> **What is being asked**:
Go through the records underneath and write each one out again exactly.

Point labeling examples

-- START --

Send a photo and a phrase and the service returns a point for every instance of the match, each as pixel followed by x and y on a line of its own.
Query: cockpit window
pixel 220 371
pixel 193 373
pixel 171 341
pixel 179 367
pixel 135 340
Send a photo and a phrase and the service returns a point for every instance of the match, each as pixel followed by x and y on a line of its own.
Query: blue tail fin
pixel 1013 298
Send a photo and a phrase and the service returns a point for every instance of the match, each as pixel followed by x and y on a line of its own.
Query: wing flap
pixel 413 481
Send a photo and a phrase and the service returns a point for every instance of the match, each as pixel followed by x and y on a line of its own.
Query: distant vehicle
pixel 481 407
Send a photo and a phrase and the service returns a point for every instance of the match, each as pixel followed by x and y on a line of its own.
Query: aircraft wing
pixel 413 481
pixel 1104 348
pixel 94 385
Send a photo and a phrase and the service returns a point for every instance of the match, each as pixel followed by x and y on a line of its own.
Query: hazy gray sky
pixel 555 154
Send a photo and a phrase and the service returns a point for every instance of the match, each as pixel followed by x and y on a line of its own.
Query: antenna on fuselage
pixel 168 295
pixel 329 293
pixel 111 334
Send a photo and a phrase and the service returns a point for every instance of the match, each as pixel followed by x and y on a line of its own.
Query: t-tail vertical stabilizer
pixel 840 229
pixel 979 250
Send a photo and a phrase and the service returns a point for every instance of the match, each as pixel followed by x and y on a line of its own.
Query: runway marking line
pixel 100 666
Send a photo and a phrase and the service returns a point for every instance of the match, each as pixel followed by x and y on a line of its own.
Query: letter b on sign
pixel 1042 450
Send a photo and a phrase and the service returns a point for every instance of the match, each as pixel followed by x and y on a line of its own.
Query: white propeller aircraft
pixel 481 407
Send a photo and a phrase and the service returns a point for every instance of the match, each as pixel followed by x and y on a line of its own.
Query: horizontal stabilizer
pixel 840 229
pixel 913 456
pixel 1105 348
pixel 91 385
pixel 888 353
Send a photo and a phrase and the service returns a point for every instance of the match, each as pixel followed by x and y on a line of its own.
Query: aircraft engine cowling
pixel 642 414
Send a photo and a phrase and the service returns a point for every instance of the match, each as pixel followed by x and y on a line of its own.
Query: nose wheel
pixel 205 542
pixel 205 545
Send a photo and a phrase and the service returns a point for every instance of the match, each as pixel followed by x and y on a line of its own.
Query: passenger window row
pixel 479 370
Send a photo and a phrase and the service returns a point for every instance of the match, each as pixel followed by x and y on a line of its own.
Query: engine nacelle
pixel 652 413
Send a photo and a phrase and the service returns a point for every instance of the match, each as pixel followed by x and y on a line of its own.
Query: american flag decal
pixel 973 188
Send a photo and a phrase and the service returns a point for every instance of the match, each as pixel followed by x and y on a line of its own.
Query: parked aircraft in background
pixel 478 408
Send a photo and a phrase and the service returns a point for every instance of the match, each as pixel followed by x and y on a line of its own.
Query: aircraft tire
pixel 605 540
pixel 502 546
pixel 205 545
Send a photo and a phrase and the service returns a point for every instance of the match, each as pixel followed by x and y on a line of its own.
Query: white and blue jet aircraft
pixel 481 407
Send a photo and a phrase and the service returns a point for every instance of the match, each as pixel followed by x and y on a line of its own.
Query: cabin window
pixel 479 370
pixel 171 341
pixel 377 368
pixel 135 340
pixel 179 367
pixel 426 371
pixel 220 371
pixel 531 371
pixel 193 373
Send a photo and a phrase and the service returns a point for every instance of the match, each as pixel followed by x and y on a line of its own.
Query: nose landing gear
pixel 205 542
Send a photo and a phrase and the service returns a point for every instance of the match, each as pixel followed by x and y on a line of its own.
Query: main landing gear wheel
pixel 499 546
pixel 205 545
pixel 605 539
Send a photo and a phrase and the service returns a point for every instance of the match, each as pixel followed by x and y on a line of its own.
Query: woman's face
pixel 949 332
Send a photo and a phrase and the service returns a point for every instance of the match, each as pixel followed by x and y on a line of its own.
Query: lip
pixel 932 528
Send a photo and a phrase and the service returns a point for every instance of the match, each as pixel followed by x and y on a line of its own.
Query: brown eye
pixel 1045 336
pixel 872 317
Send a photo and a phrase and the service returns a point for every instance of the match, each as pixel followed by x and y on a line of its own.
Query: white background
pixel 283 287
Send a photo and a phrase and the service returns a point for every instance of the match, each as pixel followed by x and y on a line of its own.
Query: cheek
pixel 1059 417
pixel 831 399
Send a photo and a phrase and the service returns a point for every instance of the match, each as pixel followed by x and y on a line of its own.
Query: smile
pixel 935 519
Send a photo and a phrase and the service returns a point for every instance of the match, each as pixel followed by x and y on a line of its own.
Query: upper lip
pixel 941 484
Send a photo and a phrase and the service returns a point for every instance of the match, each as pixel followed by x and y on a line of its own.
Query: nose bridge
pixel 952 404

-- END --

> **Response to the task**:
Send a photo and a phrase and the service returns a point for every instance of the match, each as pixel followed by x and y on a line of its own.
Query: cockpit window
pixel 220 371
pixel 193 373
pixel 171 341
pixel 179 367
pixel 135 340
Send a photo and a phrase and the service returns a point for every instance of the match, each as pixel followed by x and y on a line of its own.
Query: blue tail fin
pixel 1013 298
Send a photo and a phrase and the service returns a point for every instance of the match, each as pixel followed by x and y on a line of its own.
Query: wing flap
pixel 413 481
Send a photo and a phrase and the service returns a point for every instance of the match, each as pixel followed by x and y on a line of its own.
Query: distant vehicle
pixel 481 407
Send a photo and a phrase and the service returns a point for every instance of the match, each as pixel followed by x and y on a line of its own.
Query: aircraft wing
pixel 413 481
pixel 1104 348
pixel 94 385
Send a photo and a phrase and the service returns a point for every instance of the match, each as pixel followed by x and y on a line of its own.
Query: hazy gray sky
pixel 555 154
Send a photo and a phrase and the service returns a point for every instance of the match, each as pixel followed by x and y on a line of its own.
Query: antenna on fuselage
pixel 168 295
pixel 329 293
pixel 111 334
Send a photo and a phrase and the service returns a point for every instance of the match, each as pixel followed by x and y on a line of its own.
Query: t-tail vertical stabilizer
pixel 840 229
pixel 979 250
Send a photo and a phrase and the service returns a point for every instance of the match, each as pixel followed by x and y on a line of its own.
Query: runway marking line
pixel 100 666
Send a photo and a phrase and the service returns a point for every instance of the match, each as pixel followed by x and y on a line of its own.
Query: letter b on sign
pixel 1042 450
Send a photo and a phrase and the service returns a point for every instance of the match, each as pixel followed by x and y on a line of its own.
Query: white propeller aircraft
pixel 481 407
Send a photo and a phrase and the service returns a point for every instance of the match, each as pixel followed by x and y on a line of its own.
Query: horizontal stabilizer
pixel 840 229
pixel 913 456
pixel 1105 348
pixel 91 385
pixel 888 353
Send a photo and a phrase and the service returns a point for every instance of the match, each as pixel followed by x and y on a line of its own.
Query: aircraft engine cowling
pixel 642 414
Send a photo and a phrase and the service returns a point for every instance of the match, each as pixel followed by x and y on a line of its own.
Query: nose wheel
pixel 205 542
pixel 205 545
Send a photo and a phrase and the service returns a point for every instance of the match, each as pixel followed by x and y on a line of its own.
Query: passenger window row
pixel 479 370
Send a photo and a phrase and the service returns a point for every instance of the match, each as pixel followed by x and y on a line of its own.
Query: engine nacelle
pixel 652 413
Send a photo and a phrase and the service returns a point for every instance of the match, each as pixel followed by x and y on a line of its own.
Query: american flag decal
pixel 973 188
Send a photo and a phrase and the service returns a point for every instance of the match, each as pixel followed by x and y on a line of its own.
Query: parked aircraft in background
pixel 478 408
Send a photo and a phrase and the service returns a point for every instance of the match, each as pixel followed by x and y on a line of its own.
Query: aircraft tire
pixel 605 540
pixel 502 546
pixel 205 545
Send a photo and a phrase and the service returns a point for every instance of the match, each as pixel followed by x and y on a line of its own.
Query: white and blue jet aircraft
pixel 481 407
Send a photo and a phrase and the service returns a point for every instance of the match, each as pixel followed by x and y on a line of its own.
Query: cabin window
pixel 479 370
pixel 171 341
pixel 377 368
pixel 135 340
pixel 179 367
pixel 426 371
pixel 220 371
pixel 531 371
pixel 193 373
Send a photo and a phrase and the service returns a point for every instance of the match, each as pixel followed by x and y on a line of its own.
Query: nose landing gear
pixel 205 542
Send a photo and a phrase and the service returns a point for every instance of the match, each as pixel followed by x and y on a line of its own.
Query: main landing gear wheel
pixel 499 546
pixel 205 545
pixel 605 539
Send a photo and a phrase and the service returns a point for every instance of the match, each as pixel followed by x and y on a line of its own.
Query: woman's face
pixel 949 332
Send a photo and a phrase and the service returns a point for every instance of the match, each as pixel followed by x and y on a line of its own.
Query: lip
pixel 932 528
Send a photo and a phrase and the service returns a point for every instance of the match, each as pixel followed by x and y on a line of its own.
Query: brown eye
pixel 1045 336
pixel 872 317
Send a photo and a phrase and the service returns a point for every instance of the match, each as pixel followed by x and y on a line of its own.
Query: white background
pixel 283 287
Send a photo and a phrase and the service returns a point for every instance of the match, each as pixel followed by x and y on a line of its own.
Query: cheek
pixel 1059 417
pixel 831 399
Send a photo and a phrase and the service returns a point for every instance of the match, each as pixel followed by x and y on a line of its own.
Query: smile
pixel 935 519
Send a photo and a phrase and the service returns a point for every instance of the match, each as pixel followed by x and y on a line of its own.
Query: upper lip
pixel 941 484
Send a photo and a phrase and the service returns a point for every instance of the match, each as pixel followed by x and y on a line of its own.
Query: nose bridge
pixel 952 404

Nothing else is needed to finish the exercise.